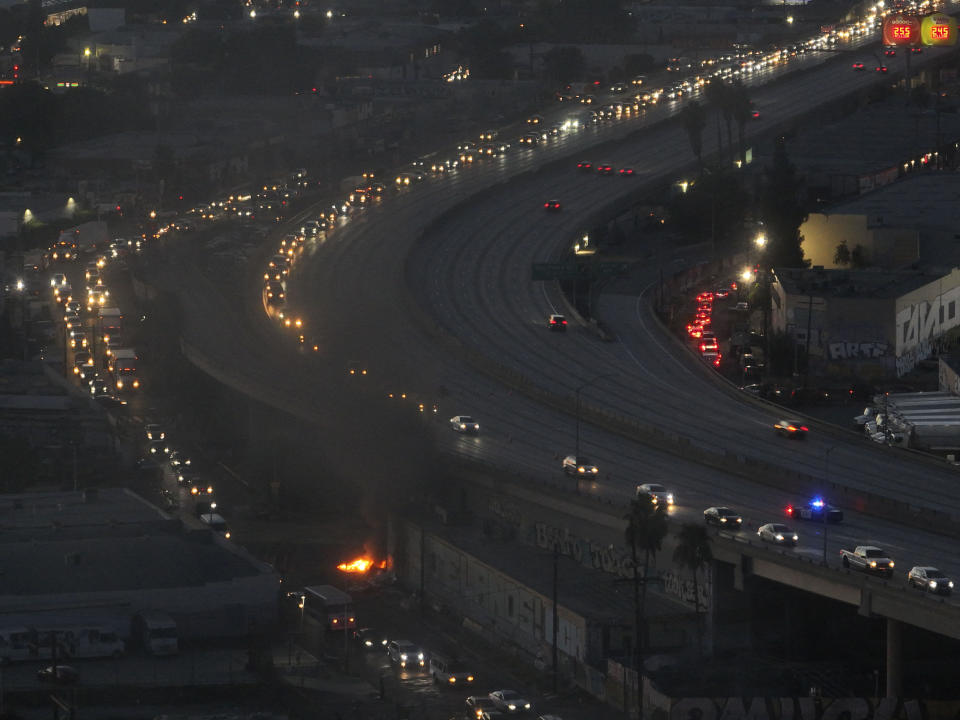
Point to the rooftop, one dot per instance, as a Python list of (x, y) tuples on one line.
[(590, 593), (852, 283), (105, 541)]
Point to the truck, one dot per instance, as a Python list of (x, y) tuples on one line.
[(869, 559), (111, 324), (330, 606), (123, 369), (157, 632)]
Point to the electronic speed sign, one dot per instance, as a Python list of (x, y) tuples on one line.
[(901, 30), (938, 29)]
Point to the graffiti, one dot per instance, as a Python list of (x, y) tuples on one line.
[(918, 326), (682, 587), (857, 351), (806, 708), (509, 514), (607, 558)]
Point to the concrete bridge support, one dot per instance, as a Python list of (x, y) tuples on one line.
[(894, 657)]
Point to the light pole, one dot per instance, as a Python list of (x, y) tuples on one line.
[(826, 513), (577, 392)]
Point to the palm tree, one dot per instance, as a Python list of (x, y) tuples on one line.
[(694, 121), (646, 529), (693, 552), (716, 94), (742, 110)]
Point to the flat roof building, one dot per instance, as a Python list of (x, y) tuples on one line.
[(111, 552)]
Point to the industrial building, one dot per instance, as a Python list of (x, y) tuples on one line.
[(112, 554), (866, 323)]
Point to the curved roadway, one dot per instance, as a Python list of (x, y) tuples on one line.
[(470, 276)]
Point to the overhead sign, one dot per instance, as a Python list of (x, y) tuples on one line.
[(554, 271), (938, 29), (901, 30)]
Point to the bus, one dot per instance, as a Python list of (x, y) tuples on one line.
[(67, 641), (330, 606)]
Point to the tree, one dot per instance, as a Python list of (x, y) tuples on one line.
[(646, 529), (781, 210), (742, 110), (694, 121), (564, 64), (693, 552), (841, 255), (716, 94)]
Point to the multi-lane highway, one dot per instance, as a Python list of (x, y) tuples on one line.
[(422, 300)]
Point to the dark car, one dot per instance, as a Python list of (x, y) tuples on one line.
[(370, 639), (722, 517), (58, 675), (816, 510)]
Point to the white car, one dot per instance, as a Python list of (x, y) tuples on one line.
[(573, 465), (464, 424), (405, 653), (778, 533), (657, 493), (510, 701)]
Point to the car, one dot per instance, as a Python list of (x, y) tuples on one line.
[(58, 675), (817, 510), (356, 368), (791, 428), (154, 431), (929, 579), (722, 517), (157, 448), (405, 653), (370, 639), (479, 704), (510, 701), (573, 465), (450, 673), (777, 533), (657, 493), (275, 293), (464, 424), (78, 338)]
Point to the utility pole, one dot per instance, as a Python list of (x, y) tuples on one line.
[(806, 370), (556, 621)]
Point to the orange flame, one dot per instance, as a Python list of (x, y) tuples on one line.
[(360, 565)]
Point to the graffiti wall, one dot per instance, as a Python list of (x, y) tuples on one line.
[(810, 708), (922, 321)]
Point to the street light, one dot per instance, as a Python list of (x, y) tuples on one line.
[(577, 392), (826, 513)]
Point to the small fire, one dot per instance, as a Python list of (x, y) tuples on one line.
[(361, 565)]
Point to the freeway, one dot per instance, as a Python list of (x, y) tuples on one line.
[(476, 305)]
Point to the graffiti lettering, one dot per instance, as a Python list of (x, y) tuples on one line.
[(804, 708), (853, 351)]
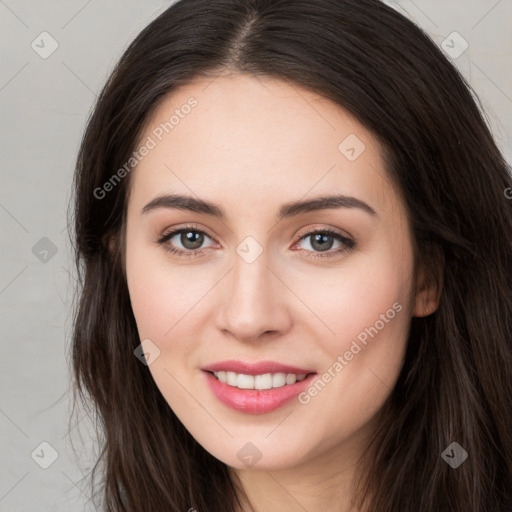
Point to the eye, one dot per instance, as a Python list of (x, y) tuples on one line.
[(190, 237), (322, 240)]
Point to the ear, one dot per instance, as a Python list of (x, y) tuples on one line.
[(428, 292)]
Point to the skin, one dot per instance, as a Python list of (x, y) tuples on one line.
[(250, 145)]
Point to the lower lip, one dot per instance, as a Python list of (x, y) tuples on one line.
[(256, 401)]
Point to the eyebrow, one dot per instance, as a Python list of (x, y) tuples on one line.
[(287, 210)]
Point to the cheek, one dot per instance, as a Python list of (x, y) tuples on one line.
[(366, 311)]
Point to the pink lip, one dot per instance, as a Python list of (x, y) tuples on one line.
[(255, 401), (259, 368)]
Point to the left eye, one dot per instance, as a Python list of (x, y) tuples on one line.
[(192, 239)]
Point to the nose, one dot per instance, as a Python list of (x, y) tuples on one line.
[(254, 301)]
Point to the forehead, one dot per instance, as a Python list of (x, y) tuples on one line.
[(251, 139)]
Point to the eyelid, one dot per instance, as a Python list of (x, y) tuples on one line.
[(346, 240)]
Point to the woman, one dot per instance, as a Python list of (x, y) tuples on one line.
[(293, 234)]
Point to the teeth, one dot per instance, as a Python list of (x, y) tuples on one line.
[(265, 381)]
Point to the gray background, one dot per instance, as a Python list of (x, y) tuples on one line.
[(44, 105)]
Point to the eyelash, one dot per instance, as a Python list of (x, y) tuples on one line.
[(348, 243)]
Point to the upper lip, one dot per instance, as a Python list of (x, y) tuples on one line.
[(258, 368)]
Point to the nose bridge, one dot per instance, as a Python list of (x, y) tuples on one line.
[(253, 302)]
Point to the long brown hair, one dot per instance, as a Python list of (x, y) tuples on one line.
[(456, 382)]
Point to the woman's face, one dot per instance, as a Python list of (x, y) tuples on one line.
[(266, 283)]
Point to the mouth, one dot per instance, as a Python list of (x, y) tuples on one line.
[(257, 394), (260, 381)]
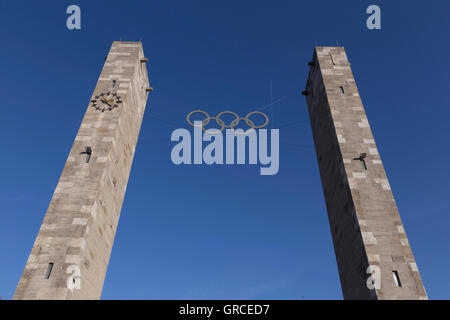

● ● ● ● ●

**PROMPT:** Gather each line of the material above that contains the word "bridge", matching case exactly.

**SOLUTION:**
Point to the concrete bridge support, one dot per instance, as a Python list of (x, y) tuples on one line.
Point to the nose bridge, one dot per instance, as a Python list of (x, y) tuples on one line.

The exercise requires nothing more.